WHAT IS REQUIRED: Reproduce the line containing "Target: overcast sky" and every line after it through the end of the records. Include nothing else.

*** Opening INPUT DATA ***

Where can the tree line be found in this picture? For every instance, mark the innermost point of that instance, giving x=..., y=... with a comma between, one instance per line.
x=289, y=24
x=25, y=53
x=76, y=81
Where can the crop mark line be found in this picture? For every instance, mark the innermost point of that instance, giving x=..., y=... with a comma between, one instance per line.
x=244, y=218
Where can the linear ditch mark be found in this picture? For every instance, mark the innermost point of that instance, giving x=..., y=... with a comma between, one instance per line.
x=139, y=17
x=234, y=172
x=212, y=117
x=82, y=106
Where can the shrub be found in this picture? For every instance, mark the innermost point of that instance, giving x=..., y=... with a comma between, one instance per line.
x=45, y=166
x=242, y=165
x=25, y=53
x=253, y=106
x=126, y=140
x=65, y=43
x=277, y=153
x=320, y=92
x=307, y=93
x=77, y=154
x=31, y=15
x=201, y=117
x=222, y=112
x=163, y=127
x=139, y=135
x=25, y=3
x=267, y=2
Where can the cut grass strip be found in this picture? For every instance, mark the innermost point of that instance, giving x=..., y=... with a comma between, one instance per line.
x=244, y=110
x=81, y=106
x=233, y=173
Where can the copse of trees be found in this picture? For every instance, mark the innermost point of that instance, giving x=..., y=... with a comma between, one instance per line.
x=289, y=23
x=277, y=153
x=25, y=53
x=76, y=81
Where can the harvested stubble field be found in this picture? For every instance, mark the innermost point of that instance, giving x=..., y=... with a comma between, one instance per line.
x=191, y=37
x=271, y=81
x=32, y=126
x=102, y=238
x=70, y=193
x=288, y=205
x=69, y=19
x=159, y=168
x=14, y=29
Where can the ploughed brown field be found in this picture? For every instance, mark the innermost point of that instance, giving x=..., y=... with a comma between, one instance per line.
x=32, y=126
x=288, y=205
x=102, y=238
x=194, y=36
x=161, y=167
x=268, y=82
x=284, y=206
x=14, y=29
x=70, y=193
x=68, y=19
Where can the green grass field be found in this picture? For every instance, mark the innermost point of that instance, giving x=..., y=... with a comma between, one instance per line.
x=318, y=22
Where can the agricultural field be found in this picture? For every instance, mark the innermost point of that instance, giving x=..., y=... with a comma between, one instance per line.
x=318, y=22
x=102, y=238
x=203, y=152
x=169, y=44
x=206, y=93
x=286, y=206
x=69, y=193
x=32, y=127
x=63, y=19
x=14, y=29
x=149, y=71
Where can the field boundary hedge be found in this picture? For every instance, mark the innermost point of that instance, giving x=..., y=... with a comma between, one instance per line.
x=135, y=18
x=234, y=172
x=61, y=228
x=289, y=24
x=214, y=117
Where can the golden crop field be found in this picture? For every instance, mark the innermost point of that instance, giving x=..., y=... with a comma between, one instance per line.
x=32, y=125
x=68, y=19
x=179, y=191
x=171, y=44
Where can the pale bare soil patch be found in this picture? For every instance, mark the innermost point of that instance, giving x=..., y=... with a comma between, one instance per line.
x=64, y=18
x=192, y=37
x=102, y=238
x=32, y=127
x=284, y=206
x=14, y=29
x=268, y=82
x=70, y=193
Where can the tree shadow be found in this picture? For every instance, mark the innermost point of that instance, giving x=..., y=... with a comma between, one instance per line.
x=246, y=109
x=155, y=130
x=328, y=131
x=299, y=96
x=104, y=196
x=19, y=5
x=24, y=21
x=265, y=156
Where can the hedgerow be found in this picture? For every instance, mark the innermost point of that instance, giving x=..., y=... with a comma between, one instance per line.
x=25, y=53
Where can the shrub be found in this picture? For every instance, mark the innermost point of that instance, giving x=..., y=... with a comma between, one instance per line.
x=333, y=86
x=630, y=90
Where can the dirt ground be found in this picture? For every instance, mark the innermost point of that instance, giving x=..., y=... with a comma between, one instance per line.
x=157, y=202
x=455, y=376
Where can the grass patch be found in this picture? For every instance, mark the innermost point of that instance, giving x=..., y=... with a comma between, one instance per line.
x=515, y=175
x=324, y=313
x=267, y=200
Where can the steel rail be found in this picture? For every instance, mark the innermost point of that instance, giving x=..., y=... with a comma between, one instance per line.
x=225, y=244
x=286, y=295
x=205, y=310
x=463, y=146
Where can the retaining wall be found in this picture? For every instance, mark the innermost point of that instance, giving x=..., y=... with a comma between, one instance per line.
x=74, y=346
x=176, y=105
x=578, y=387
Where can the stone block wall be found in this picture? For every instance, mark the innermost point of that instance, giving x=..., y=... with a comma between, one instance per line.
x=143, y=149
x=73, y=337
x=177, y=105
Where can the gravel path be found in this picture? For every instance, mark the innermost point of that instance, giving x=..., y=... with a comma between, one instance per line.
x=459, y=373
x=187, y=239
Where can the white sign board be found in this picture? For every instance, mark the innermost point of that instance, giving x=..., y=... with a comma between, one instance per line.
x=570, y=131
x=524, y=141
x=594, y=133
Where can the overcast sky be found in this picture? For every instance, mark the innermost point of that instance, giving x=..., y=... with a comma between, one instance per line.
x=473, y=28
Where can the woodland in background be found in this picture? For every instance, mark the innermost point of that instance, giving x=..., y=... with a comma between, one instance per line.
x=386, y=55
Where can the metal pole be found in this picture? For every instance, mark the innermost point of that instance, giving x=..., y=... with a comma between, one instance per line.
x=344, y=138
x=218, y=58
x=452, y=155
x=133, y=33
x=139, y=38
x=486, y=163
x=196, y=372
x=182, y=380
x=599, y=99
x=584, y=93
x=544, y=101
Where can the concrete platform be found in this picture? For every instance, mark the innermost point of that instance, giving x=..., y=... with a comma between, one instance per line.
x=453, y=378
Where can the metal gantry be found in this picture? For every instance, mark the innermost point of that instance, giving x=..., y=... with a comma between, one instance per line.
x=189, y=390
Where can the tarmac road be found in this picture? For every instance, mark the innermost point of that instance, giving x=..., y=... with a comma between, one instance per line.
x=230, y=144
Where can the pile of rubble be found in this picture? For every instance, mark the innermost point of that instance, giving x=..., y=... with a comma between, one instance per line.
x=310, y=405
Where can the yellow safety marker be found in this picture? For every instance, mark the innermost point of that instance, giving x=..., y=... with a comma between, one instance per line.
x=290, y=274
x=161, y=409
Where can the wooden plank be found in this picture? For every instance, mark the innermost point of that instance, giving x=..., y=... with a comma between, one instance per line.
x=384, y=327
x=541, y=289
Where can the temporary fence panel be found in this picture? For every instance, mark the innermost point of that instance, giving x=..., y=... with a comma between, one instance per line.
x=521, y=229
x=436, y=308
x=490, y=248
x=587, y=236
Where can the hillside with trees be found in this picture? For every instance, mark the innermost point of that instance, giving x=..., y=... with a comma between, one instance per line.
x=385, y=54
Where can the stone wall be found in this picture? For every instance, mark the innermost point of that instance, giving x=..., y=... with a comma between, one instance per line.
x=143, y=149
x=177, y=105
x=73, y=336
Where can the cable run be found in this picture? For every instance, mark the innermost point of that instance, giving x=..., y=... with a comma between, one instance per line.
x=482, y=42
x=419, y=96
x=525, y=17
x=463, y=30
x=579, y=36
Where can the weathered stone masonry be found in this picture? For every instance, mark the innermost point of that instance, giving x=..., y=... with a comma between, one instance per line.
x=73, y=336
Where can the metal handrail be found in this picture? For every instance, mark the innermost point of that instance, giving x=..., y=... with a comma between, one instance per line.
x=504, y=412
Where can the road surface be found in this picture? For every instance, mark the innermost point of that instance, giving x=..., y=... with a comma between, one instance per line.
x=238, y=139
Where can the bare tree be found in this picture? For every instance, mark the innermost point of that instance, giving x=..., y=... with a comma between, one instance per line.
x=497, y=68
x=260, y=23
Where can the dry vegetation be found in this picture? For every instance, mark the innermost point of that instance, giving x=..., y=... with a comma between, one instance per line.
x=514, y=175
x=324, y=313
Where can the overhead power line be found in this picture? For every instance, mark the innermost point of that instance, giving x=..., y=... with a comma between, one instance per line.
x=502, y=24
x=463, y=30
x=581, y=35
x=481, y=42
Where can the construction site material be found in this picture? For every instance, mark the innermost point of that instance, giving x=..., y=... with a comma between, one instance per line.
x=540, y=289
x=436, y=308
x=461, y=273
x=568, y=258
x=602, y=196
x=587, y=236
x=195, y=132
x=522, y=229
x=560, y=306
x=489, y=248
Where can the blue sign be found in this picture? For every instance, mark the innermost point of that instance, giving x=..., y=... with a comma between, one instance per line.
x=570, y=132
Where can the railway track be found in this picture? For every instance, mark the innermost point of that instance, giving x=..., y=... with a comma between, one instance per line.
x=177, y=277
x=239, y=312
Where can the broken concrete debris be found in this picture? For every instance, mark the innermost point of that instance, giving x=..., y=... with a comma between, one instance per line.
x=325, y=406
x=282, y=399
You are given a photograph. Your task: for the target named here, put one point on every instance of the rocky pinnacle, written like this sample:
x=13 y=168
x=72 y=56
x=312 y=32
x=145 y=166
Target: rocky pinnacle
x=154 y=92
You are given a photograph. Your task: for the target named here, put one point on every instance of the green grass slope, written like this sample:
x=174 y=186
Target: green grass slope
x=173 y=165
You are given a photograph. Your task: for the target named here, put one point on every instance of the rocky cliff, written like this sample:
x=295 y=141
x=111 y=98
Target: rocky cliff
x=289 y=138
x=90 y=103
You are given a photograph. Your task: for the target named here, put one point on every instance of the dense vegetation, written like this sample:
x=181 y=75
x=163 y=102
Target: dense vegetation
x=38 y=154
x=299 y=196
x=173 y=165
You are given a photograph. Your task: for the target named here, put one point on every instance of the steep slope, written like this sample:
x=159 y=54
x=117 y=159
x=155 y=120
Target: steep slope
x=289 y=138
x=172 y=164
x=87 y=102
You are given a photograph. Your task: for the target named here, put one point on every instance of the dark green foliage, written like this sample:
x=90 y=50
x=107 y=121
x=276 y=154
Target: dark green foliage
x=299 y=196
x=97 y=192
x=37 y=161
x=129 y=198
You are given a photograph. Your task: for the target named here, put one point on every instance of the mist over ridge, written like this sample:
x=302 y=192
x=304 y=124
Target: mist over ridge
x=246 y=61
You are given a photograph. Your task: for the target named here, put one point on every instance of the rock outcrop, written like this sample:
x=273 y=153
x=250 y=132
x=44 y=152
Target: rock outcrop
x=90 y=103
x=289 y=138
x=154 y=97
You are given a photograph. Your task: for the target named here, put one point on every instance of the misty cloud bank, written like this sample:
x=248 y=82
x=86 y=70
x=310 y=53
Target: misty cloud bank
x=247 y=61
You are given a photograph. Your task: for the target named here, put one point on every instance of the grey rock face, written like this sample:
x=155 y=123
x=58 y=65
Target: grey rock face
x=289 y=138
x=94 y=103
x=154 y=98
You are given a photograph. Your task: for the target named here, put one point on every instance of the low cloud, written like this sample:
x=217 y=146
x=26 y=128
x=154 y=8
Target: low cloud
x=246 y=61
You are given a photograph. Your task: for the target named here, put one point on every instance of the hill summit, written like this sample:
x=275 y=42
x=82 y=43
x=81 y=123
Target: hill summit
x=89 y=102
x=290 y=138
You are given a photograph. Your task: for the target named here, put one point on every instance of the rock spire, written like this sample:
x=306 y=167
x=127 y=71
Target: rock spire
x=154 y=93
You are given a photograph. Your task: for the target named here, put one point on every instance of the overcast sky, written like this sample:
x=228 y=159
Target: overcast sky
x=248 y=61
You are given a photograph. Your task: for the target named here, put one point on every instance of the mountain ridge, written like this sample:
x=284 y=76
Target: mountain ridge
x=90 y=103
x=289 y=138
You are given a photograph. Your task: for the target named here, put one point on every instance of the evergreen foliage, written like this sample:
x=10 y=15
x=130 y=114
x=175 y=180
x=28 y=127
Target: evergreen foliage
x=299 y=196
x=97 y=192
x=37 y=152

*** Closing INPUT DATA ***

WRITTEN RESPONSE:
Target: overcast sky
x=248 y=61
You are given a photograph. Your task: for the target named here, put one point on every instance of the mountain ridge, written like this sample:
x=284 y=76
Target: mountain ridge
x=90 y=103
x=289 y=138
You are given a photograph. Your task: for the target named here, put one point on every instance of the evergreen foliage, written like this sample:
x=10 y=15
x=130 y=114
x=175 y=180
x=28 y=127
Target: evergreen foliage
x=299 y=196
x=97 y=192
x=37 y=152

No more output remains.